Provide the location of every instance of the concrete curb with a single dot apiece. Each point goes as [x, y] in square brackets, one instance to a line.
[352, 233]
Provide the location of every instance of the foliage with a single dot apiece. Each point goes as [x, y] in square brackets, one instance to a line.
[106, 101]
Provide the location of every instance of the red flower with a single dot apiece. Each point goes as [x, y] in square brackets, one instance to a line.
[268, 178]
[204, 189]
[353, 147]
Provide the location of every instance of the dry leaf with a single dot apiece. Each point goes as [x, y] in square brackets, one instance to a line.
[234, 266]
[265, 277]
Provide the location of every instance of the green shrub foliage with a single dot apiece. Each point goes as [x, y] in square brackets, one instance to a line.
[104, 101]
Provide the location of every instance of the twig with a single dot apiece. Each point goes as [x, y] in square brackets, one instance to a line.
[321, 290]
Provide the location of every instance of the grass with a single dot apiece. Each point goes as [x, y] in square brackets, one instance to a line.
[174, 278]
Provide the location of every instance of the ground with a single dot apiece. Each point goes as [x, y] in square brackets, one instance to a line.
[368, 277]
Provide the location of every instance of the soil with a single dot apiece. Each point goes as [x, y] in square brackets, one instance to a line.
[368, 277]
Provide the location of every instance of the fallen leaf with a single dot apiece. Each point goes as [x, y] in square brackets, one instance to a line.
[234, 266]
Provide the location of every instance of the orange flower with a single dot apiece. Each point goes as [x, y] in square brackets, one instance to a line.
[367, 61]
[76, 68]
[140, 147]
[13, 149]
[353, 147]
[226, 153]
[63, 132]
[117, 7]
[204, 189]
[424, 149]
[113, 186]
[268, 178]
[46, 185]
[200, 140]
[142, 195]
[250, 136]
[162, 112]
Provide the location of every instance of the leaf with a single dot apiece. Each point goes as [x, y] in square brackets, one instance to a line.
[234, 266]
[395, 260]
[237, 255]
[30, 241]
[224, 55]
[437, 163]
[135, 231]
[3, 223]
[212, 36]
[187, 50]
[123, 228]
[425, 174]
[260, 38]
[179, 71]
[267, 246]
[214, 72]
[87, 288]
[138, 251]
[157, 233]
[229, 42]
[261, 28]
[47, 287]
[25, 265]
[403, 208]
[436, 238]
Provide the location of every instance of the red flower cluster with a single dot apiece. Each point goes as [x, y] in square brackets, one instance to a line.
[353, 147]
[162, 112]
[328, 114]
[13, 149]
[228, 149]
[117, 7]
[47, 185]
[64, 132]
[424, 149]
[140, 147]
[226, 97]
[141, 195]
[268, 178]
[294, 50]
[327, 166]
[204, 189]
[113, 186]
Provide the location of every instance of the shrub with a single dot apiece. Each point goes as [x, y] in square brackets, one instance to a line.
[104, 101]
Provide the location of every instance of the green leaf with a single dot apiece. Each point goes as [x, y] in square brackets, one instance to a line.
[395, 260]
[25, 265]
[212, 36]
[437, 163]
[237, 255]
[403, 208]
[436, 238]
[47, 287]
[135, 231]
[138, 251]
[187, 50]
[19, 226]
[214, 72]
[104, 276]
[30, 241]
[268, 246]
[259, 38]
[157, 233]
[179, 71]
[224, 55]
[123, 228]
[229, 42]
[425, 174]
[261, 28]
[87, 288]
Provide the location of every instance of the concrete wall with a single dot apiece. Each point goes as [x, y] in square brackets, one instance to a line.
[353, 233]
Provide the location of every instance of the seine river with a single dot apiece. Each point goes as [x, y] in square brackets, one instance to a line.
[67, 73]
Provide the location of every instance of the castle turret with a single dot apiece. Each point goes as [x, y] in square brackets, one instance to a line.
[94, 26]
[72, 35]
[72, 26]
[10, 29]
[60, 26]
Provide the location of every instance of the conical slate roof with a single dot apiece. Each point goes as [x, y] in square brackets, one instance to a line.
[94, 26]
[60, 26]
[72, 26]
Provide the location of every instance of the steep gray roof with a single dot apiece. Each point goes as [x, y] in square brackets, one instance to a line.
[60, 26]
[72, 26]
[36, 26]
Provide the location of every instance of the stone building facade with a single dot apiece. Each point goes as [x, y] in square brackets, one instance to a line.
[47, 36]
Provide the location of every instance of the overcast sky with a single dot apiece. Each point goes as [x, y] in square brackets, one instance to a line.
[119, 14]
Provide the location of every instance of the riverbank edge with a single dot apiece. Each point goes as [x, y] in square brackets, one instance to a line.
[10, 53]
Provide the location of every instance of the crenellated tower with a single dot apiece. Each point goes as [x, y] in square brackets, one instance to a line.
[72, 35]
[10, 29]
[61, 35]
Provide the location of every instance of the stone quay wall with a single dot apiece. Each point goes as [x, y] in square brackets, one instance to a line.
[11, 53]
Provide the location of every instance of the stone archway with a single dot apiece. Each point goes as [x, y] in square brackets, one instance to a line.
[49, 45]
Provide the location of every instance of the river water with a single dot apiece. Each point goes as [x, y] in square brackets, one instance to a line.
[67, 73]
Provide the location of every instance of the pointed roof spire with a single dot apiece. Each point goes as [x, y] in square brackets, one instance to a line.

━━━━━━━━

**Task brief:** Transcription of all the material must be exact.

**Solution:**
Provide the location of every instance of the concrete curb with a single dot apiece. Each point goes as [x, y] in square brackets, one instance to a line.
[352, 233]
Provide the location of every instance of the foliage with a single dot apiece. Each point goes as [x, y] in square brackets, one instance to a line.
[106, 101]
Provide the location of every instance of the red flower with a single dot apiece. Each point goes as [x, y] in square brackets, one instance to a line.
[268, 178]
[204, 189]
[353, 147]
Provide the location of every instance of the dry leaf with a single dot apiece. Each point goes as [x, y] in square brackets, one instance to a line.
[234, 266]
[265, 277]
Provide the location of every instance of the green shrub foliage with a single dot apiece. Each point goes as [x, y] in square brackets, one instance to a line.
[104, 101]
Provide the location of every instance of the twig with a single dot apiece. Each point goes as [x, y] in square brackets, one instance to a line.
[321, 290]
Provide the location of every instance of the grass with a single dot apiece. Each point goes as [x, y] in square brackets, one instance to a line.
[174, 278]
Provide the location of every instance of the ground with a single dot apiece. Each point goes as [x, y] in square brackets, one instance to a line.
[368, 277]
Provide the location of every instance of the soil with a single dot apiece. Each point goes as [x, y] in square brackets, one instance to a line.
[368, 277]
Provide the location of every instance of the fallen leaf with a single dot apiece. Each point goes as [x, y] in square brackets, one instance to a line.
[234, 266]
Provide the location of every instance of the orange flower with a single dot apiece. Each point goes as [x, y] in square brackets, one instance to a line.
[367, 61]
[76, 68]
[140, 147]
[13, 149]
[353, 147]
[226, 153]
[63, 132]
[117, 7]
[204, 189]
[424, 149]
[113, 186]
[268, 178]
[46, 185]
[200, 140]
[142, 195]
[250, 136]
[162, 112]
Provide the location of every instance of the leaf with a single dot apiece. Each point goes as [x, y] in square brackets, one instance to a line.
[234, 266]
[395, 260]
[237, 255]
[30, 241]
[224, 55]
[437, 163]
[135, 231]
[3, 223]
[212, 36]
[187, 50]
[123, 228]
[425, 174]
[260, 38]
[179, 71]
[267, 246]
[214, 72]
[87, 288]
[138, 251]
[157, 233]
[229, 42]
[261, 28]
[47, 287]
[25, 265]
[403, 208]
[436, 238]
Provide the location of every instance of the red flower cluster with a single dot apiece. Each point goes as [x, y] in square brackets, one instance to a line.
[353, 147]
[162, 112]
[328, 114]
[13, 149]
[228, 149]
[117, 7]
[47, 185]
[64, 132]
[424, 149]
[140, 147]
[226, 97]
[141, 195]
[268, 178]
[294, 50]
[327, 166]
[204, 189]
[113, 186]
Provide the location of every instance of the shrub with a single dot apiece. Each point goes as [x, y] in square brackets, one instance to a line.
[104, 101]
Provide the location of every instance of the green leaf with a single dot apiece. Each point goes as [x, y] in square brackets, one instance to a line.
[395, 260]
[25, 265]
[212, 36]
[437, 163]
[237, 255]
[403, 208]
[436, 238]
[47, 287]
[135, 231]
[138, 251]
[187, 50]
[19, 226]
[214, 72]
[104, 276]
[30, 241]
[268, 246]
[259, 38]
[157, 233]
[179, 71]
[224, 55]
[123, 228]
[229, 42]
[425, 174]
[261, 28]
[87, 288]
Provide the location of every instance of the concrete wall with a single dot apiece. Each point goes as [x, y] in square brackets, one instance to a line.
[353, 233]
Provide the location of every instance of the seine river with a single dot apiece. Each point goes as [x, y] in square brackets, one instance to a line.
[67, 73]
Provide the location of every instance of the castle turret with a single dot apiece. Each point goes as [x, y] in square brackets, one instance to a line.
[94, 26]
[72, 35]
[72, 26]
[10, 29]
[60, 26]
Provide the location of every instance of the conical slate roof with a single dot apiece. Each point goes as [x, y] in square brackets, one instance to a line.
[94, 26]
[60, 26]
[72, 26]
Provide the location of every instance of the steep gray roof with a single dot apiece. Each point goes as [x, y] in square brackets, one instance to a line.
[60, 26]
[72, 26]
[36, 26]
Provide the location of every instance of the stone building facade with a single dot apiece. Each point goes as [x, y] in square brackets, one instance to a line.
[47, 36]
Provide the location of every instance of the overcast sky with a single dot apiece. Each point goes as [x, y] in square brackets, one instance to a line.
[119, 14]
Provide the location of every instance of the riverbank edge with a single dot apiece. Each point goes as [x, y] in square brackets, one instance to a line.
[10, 53]
Provide the location of every instance of the crenellated tower with a single dot apiece. Each point goes as [x, y] in square brackets, one instance to a line.
[72, 35]
[10, 29]
[61, 35]
Provide the location of every instance of the stone quay wall with a single dot apiece. Each point goes as [x, y] in square brackets, one instance to a line.
[11, 53]
Provide the location of every instance of the stone archway with a single dot apiece. Each point goes as [x, y] in square brackets, one instance to a line.
[49, 45]
Provide the location of every instance of the river water with a single dot apiece. Each point goes as [x, y] in square brackets, one instance to a line.
[67, 73]
Provide the location of every instance of the pointed roof spire with a single dot apiece. Each point goes as [x, y] in square brackets, one instance to a line.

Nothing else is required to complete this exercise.